— START OF STORED RECORDS —
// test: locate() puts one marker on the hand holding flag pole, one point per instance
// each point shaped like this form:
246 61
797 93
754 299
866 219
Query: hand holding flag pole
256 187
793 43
— END OF STORED RECORDS —
### GIVEN EXERCISE:
Print the records above line for line, changing nothing.

### WRITTEN SOLUTION:
// test: locate() puts one marker on the hand holding flag pole, one point per instance
// each point shaped like this form:
246 61
797 93
754 299
866 219
Query: hand holding flag pole
256 187
793 43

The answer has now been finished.